* [Passage to read]:
2006-09-21 Thread Simon Josefsson
[EMAIL PROTECTED] (Peter Gutmann) writes:

>>Consequently, I think the focus on e=3 is misguided. 
>
> It's not at all misguided.  This whole debate about trying to hang on to e=3
> seems like the argument about epicycles, you modify the theory to handle
> anomalies, then you modify it again to handle further anomalies, then you
> modify it again, and again, ...  Alternatively, you say that the earth
> revolves around the sun, and all of the kludges upon kludges go away.
> Similarly, the thousands of words of nitpicking standards, bashing ASN.1, and
> so on ad nauseum, can be eliminated entirely by following one simple rule:
>
>   Don't use e=3
>
> This is never going to be reliably fixed if the "fix" is to assume that every
> implementor and implementation everywhere can get every miniscule detail right
> every time.  The fix is to stop using e=3 and be done with it.

* [Stored data]:
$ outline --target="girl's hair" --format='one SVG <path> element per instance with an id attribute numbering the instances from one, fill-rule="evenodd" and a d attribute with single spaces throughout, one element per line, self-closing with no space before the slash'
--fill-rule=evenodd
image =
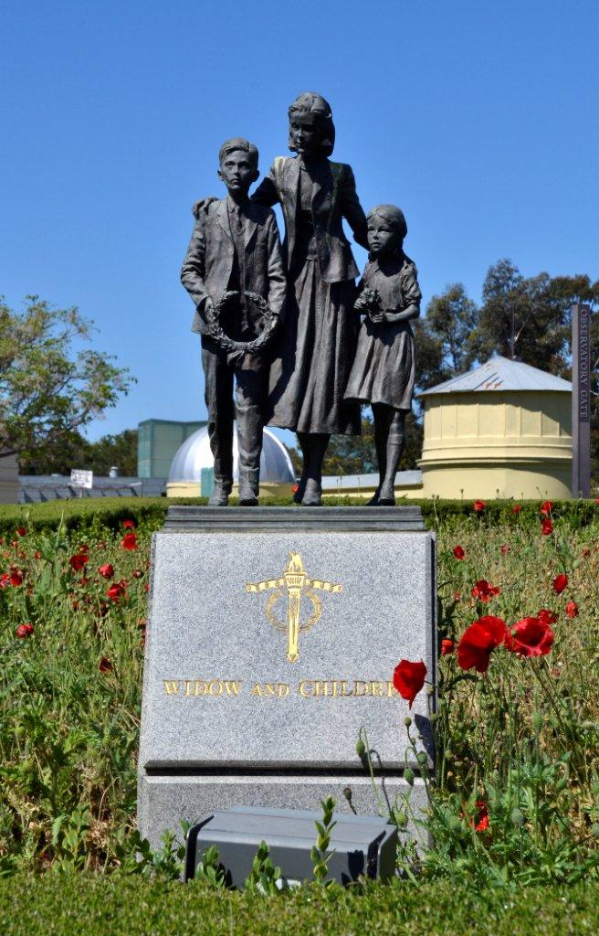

* [Parts of the exercise]:
1. Set down the e=3 message word for word, everything from "2006-09-21 Thread Simon" down to "kludges go away.".
2. In the e=3 message, which words name astronomical bodies or models of planetary motion? List each one.
3. Extend the e=3 message past its last sentence.

* [Solved tasks]:
1.
2006-09-21 Thread Simon Josefsson
[EMAIL PROTECTED] (Peter Gutmann) writes:

>>Consequently, I think the focus on e=3 is misguided. 
>
> It's not at all misguided.  This whole debate about trying to hang on to e=3
> seems like the argument about epicycles, you modify the theory to handle
> anomalies, then you modify it again to handle further anomalies, then you
> modify it again, and again, ...  Alternatively, you say that the earth
> revolves around the sun, and all of the kludges upon kludges go away.

2.
- epicycles
- earth
- sun

3.
Not using e=3 when generating a key seems like an easy sell.

A harder sell might be whether widely deployed implementations such as
TLS should start to reject signatures done with an e=3 RSA key.

What do people think, is there sufficient grounds for actually
_rejecting_ e=3 signatures?

One alternative would be to produce a warning, similar to what is
sometimes done for MD2 and MD5 today.

Btw, by default, OpenSSH's ssh-keygen appear to use e=35 (0x23..),
GnuPG (libgcrypt), GnuTLS and OpenSSL appear to all use e=65537, BIND
dnssec-keygen appear to use e=3.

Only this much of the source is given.